Data provided -
++++++++++

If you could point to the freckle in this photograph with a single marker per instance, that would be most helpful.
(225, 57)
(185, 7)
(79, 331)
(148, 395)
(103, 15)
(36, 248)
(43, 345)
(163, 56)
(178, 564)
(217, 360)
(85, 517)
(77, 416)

++++++++++

All entries must be given again exactly.

Reply to the exercise -
If you could point to the freckle in this photograph with a single marker per instance, that would be most helpful.
(225, 57)
(185, 7)
(79, 331)
(148, 395)
(103, 15)
(36, 248)
(43, 345)
(163, 56)
(178, 564)
(217, 360)
(85, 517)
(77, 416)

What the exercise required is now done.